First and foremost, the article begins with how much money it takes to remodel a kitchen. "Consumer Reports" writes that kitchens cost anywhere from $15,000 to $25,000 to remodel. Silvers disagrees. Silvers said, "If you remodel a kitchen for $15,000 to $25,000, it is a small kitchen, a very small kitchen. It will not be designed but will merely replace what exists. There will be no changes to walls, doors, plumbing, or electrical. And of course the poorest of products will be used for replacements. In reality, the average newly designed midrange 10' by 10' kitchen will probably cost around $40,000 to $50,000."

What Silvers found most misleading in the "Consumer Reports" article was the section on ranges, cook tops and ovens. Silvers believes this article was apparently written without understanding that each client, as well as their home, may have very different needs based on how large the house is, the kind of cooking they do, how many are in the family, and how much they like to cook or bake. He believes that to compare medium and low-end equipment to high-end equipment and claim the medium and low-end equipment is better is unjustifiable.
=======
# Short problem A:
Using the kitchen remodeling passage, answer each question briefly:
(i) What cost range does "Consumer Reports" give for remodeling a kitchen?
(ii) According to Silvers, what will an average newly designed midrange 10' by 10' kitchen probably cost?
(iii) Which section of the "Consumer Reports" article did Silvers find most misleading?
# Short problem B:
Write the next part of the kitchen remodeling passage, picking up after its final sentence.
=======
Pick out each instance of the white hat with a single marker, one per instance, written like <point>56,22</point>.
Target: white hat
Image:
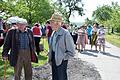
<point>13,19</point>
<point>22,21</point>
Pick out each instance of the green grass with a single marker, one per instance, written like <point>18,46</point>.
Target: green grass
<point>42,59</point>
<point>113,39</point>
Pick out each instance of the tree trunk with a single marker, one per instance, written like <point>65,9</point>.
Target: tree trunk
<point>112,30</point>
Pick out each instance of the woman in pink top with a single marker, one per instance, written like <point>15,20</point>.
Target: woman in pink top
<point>82,38</point>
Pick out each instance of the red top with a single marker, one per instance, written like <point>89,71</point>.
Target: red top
<point>36,30</point>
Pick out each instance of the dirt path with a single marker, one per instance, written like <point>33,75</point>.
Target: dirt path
<point>108,64</point>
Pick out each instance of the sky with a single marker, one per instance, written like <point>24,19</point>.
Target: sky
<point>89,7</point>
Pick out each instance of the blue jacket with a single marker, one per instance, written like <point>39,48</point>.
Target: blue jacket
<point>64,47</point>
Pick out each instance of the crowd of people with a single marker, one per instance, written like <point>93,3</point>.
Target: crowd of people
<point>92,35</point>
<point>23,42</point>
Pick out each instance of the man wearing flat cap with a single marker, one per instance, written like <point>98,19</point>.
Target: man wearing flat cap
<point>61,48</point>
<point>20,42</point>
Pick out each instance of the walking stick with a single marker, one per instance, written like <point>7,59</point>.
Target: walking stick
<point>5,69</point>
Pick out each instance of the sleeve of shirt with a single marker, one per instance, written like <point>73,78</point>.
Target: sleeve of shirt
<point>69,44</point>
<point>7,44</point>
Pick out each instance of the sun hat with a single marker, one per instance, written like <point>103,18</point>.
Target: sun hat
<point>22,21</point>
<point>56,17</point>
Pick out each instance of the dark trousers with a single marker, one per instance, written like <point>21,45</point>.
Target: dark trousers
<point>23,61</point>
<point>37,41</point>
<point>59,72</point>
<point>89,37</point>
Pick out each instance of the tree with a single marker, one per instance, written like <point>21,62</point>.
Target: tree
<point>32,10</point>
<point>68,7</point>
<point>109,16</point>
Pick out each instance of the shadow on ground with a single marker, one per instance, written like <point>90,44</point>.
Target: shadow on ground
<point>95,53</point>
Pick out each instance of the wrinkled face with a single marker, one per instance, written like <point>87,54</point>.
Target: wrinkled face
<point>55,24</point>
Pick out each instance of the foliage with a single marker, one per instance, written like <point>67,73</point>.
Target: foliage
<point>68,7</point>
<point>108,16</point>
<point>32,10</point>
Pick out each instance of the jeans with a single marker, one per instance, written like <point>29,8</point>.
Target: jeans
<point>59,72</point>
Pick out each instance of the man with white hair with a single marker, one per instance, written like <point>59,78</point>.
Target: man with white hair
<point>20,42</point>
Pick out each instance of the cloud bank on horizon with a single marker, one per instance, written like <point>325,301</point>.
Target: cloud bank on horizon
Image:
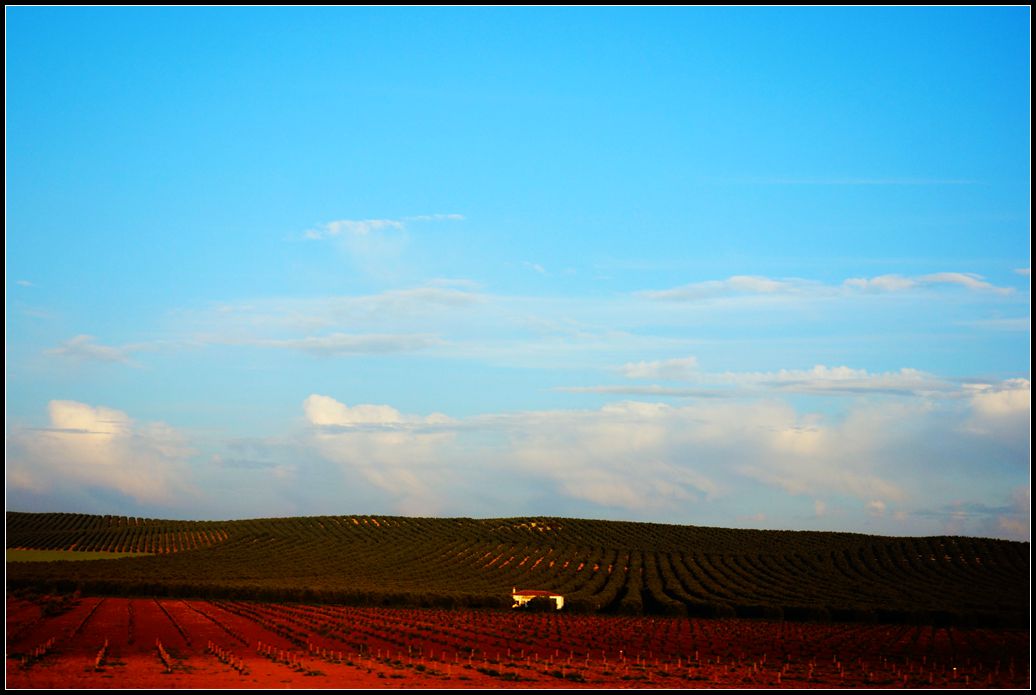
<point>617,268</point>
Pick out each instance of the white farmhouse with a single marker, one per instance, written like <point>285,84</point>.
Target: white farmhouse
<point>522,597</point>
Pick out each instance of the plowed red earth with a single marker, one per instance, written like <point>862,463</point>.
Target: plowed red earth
<point>237,644</point>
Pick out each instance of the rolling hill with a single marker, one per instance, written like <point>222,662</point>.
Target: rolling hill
<point>605,567</point>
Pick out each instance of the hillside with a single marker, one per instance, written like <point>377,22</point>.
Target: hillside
<point>599,566</point>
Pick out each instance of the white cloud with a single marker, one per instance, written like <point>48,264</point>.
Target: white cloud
<point>351,228</point>
<point>1002,412</point>
<point>678,369</point>
<point>84,348</point>
<point>391,451</point>
<point>732,286</point>
<point>361,228</point>
<point>535,267</point>
<point>648,389</point>
<point>438,216</point>
<point>761,286</point>
<point>1014,323</point>
<point>840,181</point>
<point>344,344</point>
<point>821,380</point>
<point>102,449</point>
<point>891,283</point>
<point>875,508</point>
<point>1006,399</point>
<point>894,283</point>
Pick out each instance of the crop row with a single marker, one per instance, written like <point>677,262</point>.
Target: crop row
<point>339,642</point>
<point>597,566</point>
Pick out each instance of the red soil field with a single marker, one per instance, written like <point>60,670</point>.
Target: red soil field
<point>110,642</point>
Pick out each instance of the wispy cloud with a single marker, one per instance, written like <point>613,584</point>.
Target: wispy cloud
<point>673,370</point>
<point>758,285</point>
<point>732,286</point>
<point>346,344</point>
<point>894,283</point>
<point>819,380</point>
<point>1003,323</point>
<point>837,180</point>
<point>651,389</point>
<point>103,450</point>
<point>536,267</point>
<point>84,348</point>
<point>335,228</point>
<point>360,228</point>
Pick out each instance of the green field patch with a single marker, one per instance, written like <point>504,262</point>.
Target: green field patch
<point>20,555</point>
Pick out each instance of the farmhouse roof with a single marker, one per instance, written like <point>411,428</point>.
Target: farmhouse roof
<point>534,591</point>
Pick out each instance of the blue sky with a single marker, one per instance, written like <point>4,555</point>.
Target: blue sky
<point>731,266</point>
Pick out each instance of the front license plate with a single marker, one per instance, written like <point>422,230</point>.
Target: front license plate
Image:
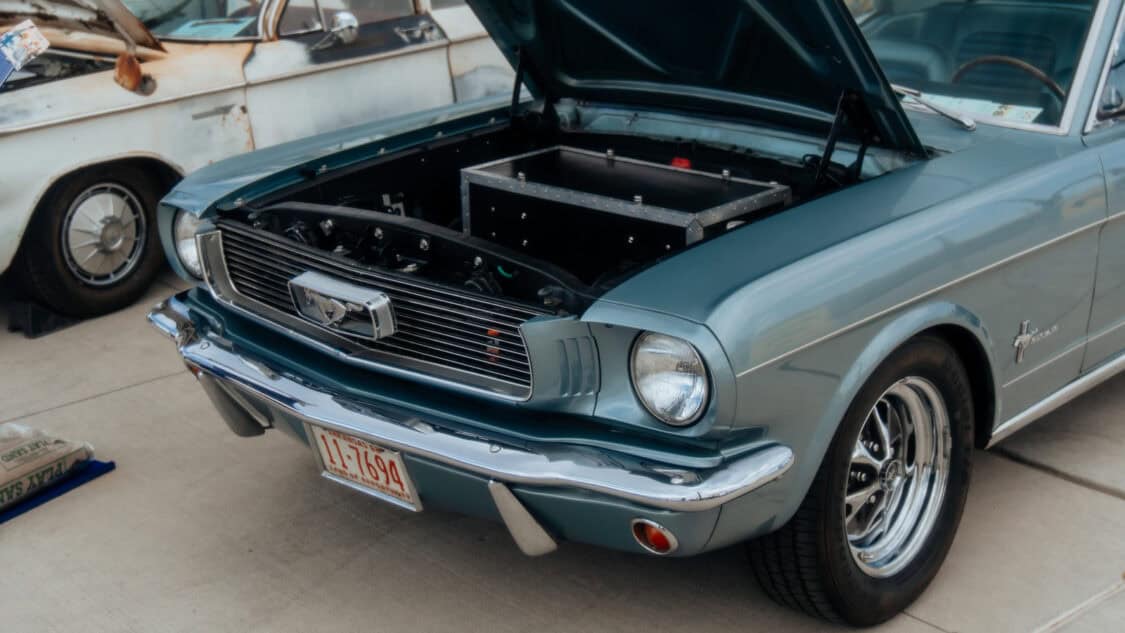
<point>366,467</point>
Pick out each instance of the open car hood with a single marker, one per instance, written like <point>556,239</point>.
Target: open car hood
<point>104,17</point>
<point>777,62</point>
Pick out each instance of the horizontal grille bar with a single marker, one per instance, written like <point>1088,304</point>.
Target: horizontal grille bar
<point>438,326</point>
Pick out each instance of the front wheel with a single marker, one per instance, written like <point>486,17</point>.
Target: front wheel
<point>91,246</point>
<point>884,506</point>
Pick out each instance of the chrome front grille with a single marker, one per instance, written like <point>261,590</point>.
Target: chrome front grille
<point>442,332</point>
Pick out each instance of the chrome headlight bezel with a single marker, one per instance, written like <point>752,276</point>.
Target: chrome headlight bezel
<point>185,227</point>
<point>696,397</point>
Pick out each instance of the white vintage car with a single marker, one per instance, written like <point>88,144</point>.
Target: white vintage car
<point>133,96</point>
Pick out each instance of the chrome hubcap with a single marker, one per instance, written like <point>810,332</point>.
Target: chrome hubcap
<point>104,234</point>
<point>897,478</point>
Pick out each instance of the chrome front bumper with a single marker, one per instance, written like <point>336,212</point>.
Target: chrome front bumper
<point>249,394</point>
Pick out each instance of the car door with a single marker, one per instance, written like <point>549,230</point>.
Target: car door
<point>476,64</point>
<point>308,81</point>
<point>1106,133</point>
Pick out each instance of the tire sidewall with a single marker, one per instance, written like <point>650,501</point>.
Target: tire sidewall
<point>861,598</point>
<point>47,274</point>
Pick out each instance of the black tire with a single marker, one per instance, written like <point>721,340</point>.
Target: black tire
<point>42,262</point>
<point>808,564</point>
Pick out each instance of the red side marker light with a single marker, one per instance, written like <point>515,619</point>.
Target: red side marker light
<point>654,537</point>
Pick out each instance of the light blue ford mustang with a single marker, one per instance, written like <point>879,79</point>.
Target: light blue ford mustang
<point>759,271</point>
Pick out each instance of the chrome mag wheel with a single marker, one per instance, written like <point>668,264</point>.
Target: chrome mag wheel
<point>104,234</point>
<point>897,477</point>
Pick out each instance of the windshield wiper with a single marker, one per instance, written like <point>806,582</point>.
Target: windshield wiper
<point>963,120</point>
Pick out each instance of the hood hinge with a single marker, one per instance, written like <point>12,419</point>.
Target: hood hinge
<point>520,69</point>
<point>851,112</point>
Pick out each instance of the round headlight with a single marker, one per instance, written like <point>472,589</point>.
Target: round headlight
<point>183,234</point>
<point>669,378</point>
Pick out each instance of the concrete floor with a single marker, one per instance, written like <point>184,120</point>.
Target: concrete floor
<point>198,530</point>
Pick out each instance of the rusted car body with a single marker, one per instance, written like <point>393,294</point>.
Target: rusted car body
<point>191,91</point>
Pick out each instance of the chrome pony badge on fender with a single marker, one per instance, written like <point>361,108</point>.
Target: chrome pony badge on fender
<point>343,308</point>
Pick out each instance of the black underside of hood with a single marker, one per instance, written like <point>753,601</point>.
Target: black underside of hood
<point>775,62</point>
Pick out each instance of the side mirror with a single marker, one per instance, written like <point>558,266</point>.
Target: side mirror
<point>344,30</point>
<point>1113,105</point>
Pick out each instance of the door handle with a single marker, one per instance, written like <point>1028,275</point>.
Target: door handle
<point>423,32</point>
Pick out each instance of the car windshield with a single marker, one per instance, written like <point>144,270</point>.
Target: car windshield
<point>197,19</point>
<point>991,60</point>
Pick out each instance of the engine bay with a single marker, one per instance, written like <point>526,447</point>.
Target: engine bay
<point>541,222</point>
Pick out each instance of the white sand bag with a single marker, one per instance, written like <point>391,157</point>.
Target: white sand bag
<point>30,460</point>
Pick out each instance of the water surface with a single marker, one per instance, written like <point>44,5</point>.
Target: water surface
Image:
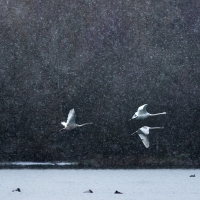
=======
# Task output A:
(i) $15,000 to $25,000
(ii) Around $40,000 to $50,000
(iii) The section on ranges, cook tops and ovens

# Task output B:
Silvers has often seen the mistake made that we think of a kitchen as a static environment. He explains that, "Kitchens must be able to compress to cook for one and expand to cook for six, eight, 12 or more and the correct choice of appliance is a major factor in making a kitchen functional."

The following are some questions that Silvers hopes journalists ask before reporting misleading information about kitchen remodeling, and before you begin designing your kitchen:

Q: Is there a difference between cubic square feet and shelf space in refrigerators?

A: Yes, in refrigerators, cubic inches or feet measure every nook and cranny. What you should most be interested in is, "How much can I put on a shelf and is it clearly visible?"

Q: How many times do you go to the freezer compared to how many times you go to the refrigerator?

A: The last time I talked to Whirlpool they told me that people travel 22 times to the refrigerator for every one time to the freezer. When I taught cooking at UCLA, my studies came up with 18 times to the refrigerator for every one time to the freezer, so it makes more sense to buy a side-by-side refrigerator, instead of a refrigerator with the freezer on top and refrigerator on bottom

Q: What is the best criteria for choosing a range or cook top?

A: Generally you would look for volume and that brings us to the size of the dining room. I'm going to choose a very different cook top or range for a dining room that seats four from a cook top or range that services a dining room that seats 10 or 12.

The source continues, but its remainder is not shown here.